### Problem statement
List every line in the records below that contains the string "stack", treating uppercase and lowercase as different.

### Data for processing
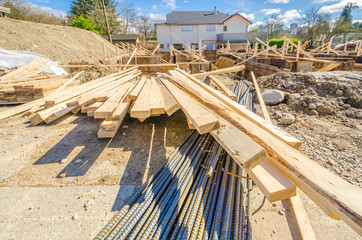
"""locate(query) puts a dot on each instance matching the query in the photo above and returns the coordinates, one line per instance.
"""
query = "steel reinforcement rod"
(198, 193)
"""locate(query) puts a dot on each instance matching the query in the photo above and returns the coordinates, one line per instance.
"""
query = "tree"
(92, 10)
(128, 17)
(316, 27)
(273, 25)
(87, 24)
(346, 14)
(145, 26)
(82, 7)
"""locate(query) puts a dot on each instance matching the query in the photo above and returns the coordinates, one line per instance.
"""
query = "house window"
(210, 28)
(186, 28)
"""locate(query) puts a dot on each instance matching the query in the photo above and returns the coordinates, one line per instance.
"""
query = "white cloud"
(157, 17)
(278, 1)
(324, 1)
(250, 16)
(169, 4)
(56, 13)
(256, 25)
(337, 6)
(290, 15)
(271, 11)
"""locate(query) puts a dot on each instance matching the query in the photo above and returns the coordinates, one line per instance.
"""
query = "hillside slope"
(59, 43)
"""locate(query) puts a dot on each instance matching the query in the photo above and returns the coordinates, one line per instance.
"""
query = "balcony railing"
(240, 37)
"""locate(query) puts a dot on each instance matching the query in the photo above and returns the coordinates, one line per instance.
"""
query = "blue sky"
(256, 11)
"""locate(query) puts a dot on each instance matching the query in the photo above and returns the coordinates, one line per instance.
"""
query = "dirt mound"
(324, 111)
(331, 93)
(59, 43)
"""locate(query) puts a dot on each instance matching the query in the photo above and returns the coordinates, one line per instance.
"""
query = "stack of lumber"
(28, 83)
(269, 154)
(104, 94)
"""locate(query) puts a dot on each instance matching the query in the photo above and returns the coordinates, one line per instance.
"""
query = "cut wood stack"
(26, 83)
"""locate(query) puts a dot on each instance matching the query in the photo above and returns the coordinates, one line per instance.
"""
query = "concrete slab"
(46, 213)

### Response to the task
query = "stack of lumber"
query = "cut wood stack"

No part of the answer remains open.